*O que produzir*:
Transcreva sem alterações o trecho do texto sobre o Golem que vai de "O Golem fabricado" a "alemão O Golem.".

*Documento de origem*:
════════════════

O Golem fabricado de barro
Na mística judaica, na
literatura e no cinema, o Golem é criado artificialmente por um rabino para
salvar a vida dos judeus contra ataques antissemitas, mas liberta-se do
controle de seu criador e dissemina o medo, o pânico e a morte, em total
desacordo com o mandamento “não matarás”.
A lenda diz que o
estúpido gigante havia sido fabricado de barro e trazia em sua testa a palavra
hebraica Emet, verdade. Depois que o feitiço vira contra o
feiticeiro, o rabino destrói o Golem apagando a primeira letra de Emet,
verdade, que resulta em Met, morto. Entre as diversas versões do
Golem, a mais difundida é a do rabino cabalista de Praga do século XVI. Em
1920, Paul Wegener dirigiu o clássico filme do expressionismo alemão O Golem.

════════════════

*Material*:
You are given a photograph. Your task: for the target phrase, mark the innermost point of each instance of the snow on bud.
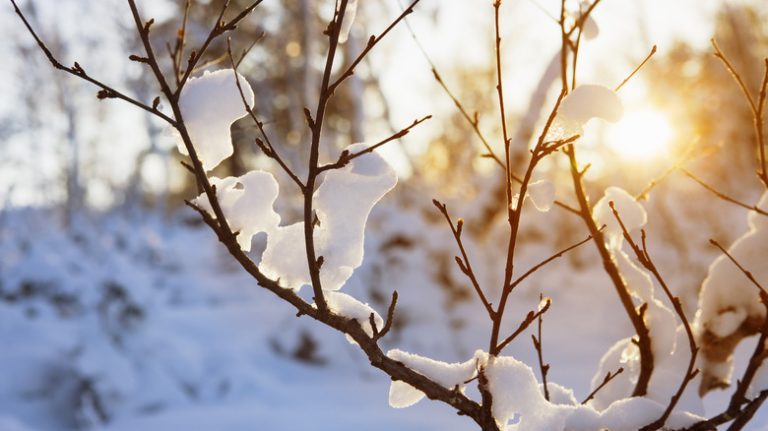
(349, 18)
(590, 30)
(447, 375)
(729, 304)
(342, 204)
(544, 303)
(209, 105)
(631, 212)
(347, 306)
(247, 204)
(541, 193)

════════════════

*Resposta completa*:
O Golem fabricado de barro
Na mística judaica, na
literatura e no cinema, o Golem é criado artificialmente por um rabino para
salvar a vida dos judeus contra ataques antissemitas, mas liberta-se do
controle de seu criador e dissemina o medo, o pânico e a morte, em total
desacordo com o mandamento “não matarás”.
A lenda diz que o
estúpido gigante havia sido fabricado de barro e trazia em sua testa a palavra
hebraica Emet, verdade. Depois que o feitiço vira contra o
feiticeiro, o rabino destrói o Golem apagando a primeira letra de Emet,
verdade, que resulta em Met, morto. Entre as diversas versões do
Golem, a mais difundida é a do rabino cabalista de Praga do século XVI. Em
1920, Paul Wegener dirigiu o clássico filme do expressionismo alemão O Golem.